What to produce: Below are entries to return in full. Keep each one exact.

Information shown:
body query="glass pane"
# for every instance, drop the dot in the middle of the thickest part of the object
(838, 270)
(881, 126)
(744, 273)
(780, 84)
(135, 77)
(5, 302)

Expected output:
body query="glass pane"
# for every instance, drop the dot in the middle of the thickest part of the object
(838, 270)
(881, 126)
(744, 273)
(780, 84)
(135, 77)
(5, 302)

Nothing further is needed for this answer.